Quote exactly the lines running from the line with "Player-spacing review: tag the tall" to the end of the entries, including both, and nothing else.

=====

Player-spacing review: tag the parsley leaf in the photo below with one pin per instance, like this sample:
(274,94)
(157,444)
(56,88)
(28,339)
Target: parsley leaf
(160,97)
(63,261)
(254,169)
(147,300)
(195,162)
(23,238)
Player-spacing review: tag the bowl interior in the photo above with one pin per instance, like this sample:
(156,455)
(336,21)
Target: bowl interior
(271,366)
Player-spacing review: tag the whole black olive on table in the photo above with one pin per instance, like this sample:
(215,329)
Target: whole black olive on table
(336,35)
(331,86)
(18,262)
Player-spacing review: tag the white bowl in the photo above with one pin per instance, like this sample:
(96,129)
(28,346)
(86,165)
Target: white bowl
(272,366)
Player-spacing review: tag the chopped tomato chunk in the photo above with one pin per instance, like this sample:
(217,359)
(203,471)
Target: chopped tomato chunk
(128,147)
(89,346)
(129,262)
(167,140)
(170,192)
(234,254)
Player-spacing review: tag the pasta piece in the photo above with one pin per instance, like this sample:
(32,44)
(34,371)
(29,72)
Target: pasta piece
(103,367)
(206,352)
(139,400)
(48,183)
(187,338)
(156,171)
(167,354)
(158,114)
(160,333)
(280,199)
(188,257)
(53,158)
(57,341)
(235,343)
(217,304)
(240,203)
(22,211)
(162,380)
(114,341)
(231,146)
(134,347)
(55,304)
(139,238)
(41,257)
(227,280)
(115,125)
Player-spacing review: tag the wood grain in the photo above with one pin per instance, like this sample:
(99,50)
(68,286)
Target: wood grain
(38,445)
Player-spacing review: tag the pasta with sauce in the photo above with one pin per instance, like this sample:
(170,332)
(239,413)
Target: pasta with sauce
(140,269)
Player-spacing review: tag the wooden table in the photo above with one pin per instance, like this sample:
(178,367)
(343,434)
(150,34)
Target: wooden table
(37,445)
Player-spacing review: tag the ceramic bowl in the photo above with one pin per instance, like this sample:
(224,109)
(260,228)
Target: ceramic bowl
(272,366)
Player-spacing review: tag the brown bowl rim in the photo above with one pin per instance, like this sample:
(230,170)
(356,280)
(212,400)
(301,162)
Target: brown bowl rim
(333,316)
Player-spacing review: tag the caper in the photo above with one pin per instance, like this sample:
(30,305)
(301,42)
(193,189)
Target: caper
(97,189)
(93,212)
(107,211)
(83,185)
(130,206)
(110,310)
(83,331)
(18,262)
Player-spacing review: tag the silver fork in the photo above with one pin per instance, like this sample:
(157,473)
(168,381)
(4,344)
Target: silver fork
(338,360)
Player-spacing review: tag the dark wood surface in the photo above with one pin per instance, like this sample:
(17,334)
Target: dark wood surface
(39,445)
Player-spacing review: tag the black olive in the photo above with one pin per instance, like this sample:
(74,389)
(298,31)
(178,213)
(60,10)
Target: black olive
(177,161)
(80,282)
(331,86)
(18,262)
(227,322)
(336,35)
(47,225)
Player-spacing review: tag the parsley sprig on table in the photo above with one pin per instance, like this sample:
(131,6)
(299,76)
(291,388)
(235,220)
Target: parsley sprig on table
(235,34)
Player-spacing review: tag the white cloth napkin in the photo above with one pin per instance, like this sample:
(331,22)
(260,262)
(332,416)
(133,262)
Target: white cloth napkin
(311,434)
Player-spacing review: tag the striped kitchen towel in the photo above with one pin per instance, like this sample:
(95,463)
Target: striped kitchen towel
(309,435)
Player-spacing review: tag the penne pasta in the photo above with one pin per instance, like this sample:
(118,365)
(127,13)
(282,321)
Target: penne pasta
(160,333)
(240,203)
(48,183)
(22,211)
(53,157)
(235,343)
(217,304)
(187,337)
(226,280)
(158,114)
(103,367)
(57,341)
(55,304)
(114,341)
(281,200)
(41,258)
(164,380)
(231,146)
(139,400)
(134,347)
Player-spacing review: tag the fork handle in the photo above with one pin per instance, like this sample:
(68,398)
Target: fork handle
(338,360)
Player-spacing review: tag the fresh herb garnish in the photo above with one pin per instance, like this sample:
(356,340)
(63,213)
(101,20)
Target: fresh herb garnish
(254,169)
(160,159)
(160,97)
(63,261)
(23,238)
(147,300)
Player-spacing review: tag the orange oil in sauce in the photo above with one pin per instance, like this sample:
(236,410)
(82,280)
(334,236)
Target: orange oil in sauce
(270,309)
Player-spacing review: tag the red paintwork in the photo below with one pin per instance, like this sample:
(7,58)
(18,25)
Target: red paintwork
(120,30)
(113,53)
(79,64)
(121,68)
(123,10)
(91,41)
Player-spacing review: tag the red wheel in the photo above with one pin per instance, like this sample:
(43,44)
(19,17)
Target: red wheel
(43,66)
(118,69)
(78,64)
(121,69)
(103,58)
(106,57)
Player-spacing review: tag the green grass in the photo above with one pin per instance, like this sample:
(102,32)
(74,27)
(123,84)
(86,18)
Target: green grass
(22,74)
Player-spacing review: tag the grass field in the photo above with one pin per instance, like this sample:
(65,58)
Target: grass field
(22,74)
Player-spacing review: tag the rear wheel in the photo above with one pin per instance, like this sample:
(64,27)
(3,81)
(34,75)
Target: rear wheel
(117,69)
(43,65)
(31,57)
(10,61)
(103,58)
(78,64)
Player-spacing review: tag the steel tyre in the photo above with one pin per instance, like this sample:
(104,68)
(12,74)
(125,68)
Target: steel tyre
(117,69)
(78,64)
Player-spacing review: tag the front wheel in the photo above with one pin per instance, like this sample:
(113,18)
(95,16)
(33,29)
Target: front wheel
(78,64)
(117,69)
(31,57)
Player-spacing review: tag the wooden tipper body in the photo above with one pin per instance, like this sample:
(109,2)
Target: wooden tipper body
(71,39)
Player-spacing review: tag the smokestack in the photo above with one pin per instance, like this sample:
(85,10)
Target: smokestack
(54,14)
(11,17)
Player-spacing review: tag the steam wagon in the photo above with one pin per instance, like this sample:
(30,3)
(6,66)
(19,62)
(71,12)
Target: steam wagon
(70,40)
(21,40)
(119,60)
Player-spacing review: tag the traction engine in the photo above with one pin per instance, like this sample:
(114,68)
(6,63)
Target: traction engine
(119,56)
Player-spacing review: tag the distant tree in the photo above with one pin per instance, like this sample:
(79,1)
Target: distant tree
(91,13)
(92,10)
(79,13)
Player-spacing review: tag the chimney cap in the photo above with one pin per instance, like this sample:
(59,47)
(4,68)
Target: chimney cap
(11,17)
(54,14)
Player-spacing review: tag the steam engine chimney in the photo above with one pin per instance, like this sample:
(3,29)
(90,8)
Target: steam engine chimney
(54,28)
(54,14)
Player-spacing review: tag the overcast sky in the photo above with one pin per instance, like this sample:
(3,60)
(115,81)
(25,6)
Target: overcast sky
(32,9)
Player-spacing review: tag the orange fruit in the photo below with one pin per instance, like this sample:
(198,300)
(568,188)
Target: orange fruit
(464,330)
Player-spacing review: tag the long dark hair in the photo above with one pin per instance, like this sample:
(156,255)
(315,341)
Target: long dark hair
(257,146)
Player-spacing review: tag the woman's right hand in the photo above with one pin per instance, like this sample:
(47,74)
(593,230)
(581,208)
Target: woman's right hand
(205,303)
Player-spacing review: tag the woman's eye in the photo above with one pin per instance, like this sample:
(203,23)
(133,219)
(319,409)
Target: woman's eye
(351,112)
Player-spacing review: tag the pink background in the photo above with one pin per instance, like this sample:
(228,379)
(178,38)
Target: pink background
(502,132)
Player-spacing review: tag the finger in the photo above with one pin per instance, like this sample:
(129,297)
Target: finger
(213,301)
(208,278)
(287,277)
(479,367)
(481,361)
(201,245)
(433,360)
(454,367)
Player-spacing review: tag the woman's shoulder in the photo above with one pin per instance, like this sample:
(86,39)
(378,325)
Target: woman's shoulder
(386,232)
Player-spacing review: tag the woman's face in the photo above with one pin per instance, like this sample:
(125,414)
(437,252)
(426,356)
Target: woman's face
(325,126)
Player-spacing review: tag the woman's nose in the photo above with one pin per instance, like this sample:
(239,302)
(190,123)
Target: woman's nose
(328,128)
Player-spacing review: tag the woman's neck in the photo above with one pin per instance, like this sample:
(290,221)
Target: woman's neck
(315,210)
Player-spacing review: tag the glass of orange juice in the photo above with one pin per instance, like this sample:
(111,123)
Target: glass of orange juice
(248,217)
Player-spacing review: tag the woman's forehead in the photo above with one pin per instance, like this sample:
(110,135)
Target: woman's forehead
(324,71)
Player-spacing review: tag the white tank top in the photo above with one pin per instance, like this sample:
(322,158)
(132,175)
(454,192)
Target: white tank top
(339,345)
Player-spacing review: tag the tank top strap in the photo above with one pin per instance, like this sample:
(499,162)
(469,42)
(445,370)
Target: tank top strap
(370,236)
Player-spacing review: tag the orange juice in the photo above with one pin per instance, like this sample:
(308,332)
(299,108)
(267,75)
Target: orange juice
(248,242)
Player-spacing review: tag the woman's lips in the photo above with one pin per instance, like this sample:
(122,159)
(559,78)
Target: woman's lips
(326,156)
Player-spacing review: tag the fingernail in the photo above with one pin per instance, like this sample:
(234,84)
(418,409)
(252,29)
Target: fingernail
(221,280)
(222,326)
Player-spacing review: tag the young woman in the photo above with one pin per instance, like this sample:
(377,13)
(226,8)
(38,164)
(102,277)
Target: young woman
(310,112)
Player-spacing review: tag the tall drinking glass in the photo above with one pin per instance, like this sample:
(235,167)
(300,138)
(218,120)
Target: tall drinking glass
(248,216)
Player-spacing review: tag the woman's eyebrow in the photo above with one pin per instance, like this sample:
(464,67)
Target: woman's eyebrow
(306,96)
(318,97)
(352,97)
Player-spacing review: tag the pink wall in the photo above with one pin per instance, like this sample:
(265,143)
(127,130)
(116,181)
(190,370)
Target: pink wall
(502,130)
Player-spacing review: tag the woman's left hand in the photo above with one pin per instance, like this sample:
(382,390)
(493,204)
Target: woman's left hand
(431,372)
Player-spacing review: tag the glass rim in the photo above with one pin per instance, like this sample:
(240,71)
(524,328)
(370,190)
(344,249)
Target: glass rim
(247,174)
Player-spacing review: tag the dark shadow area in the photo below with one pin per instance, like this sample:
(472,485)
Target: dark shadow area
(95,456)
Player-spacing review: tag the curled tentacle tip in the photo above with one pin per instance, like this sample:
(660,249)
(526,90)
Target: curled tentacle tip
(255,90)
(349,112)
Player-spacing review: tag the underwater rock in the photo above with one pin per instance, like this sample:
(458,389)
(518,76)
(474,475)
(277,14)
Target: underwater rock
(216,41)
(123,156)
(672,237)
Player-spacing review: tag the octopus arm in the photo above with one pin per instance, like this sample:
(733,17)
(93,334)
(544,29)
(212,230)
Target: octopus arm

=====

• [The reply]
Player-spacing review: tag the tall drinking glass in the photo above with one pin per instance, like this sample:
(235,167)
(300,138)
(218,120)
Target: tall drinking glass
(248,216)
Player-spacing review: tag the woman's eyebrow in the photo above with one pin per instance, like this sample:
(464,67)
Target: woman's eyebrow
(306,96)
(318,97)
(352,97)
Player-spacing review: tag the pink wall in the photo above with one pin per instance, like this sample:
(265,143)
(127,130)
(116,181)
(190,370)
Target: pink wall
(502,130)
Player-spacing review: tag the woman's left hand in the photo above with one pin per instance, like this sample:
(382,390)
(493,204)
Target: woman's left hand
(431,372)
Player-spacing review: tag the glass rim in the photo above with one pin per instance, like this sample:
(240,71)
(524,328)
(370,190)
(344,249)
Target: glass rim
(247,174)
Player-spacing review: tag the dark shadow area in the photo below with one pin per instance, like this sample:
(472,485)
Target: dark shadow area
(95,456)
Player-spacing review: tag the curled tentacle tip in the photo above with one pin per instance, like this sample:
(660,249)
(526,90)
Target: curled tentacle tip
(255,90)
(349,112)
Player-spacing review: tag the underwater rock in the photo above with one pin per instance, like this sample:
(458,389)
(518,76)
(474,475)
(277,14)
Target: underwater rock
(216,41)
(123,156)
(672,237)
Player-spacing review: tag the octopus arm in the photo above with one pin per instance, like this sample:
(733,17)
(93,334)
(544,29)
(212,230)
Target: octopus arm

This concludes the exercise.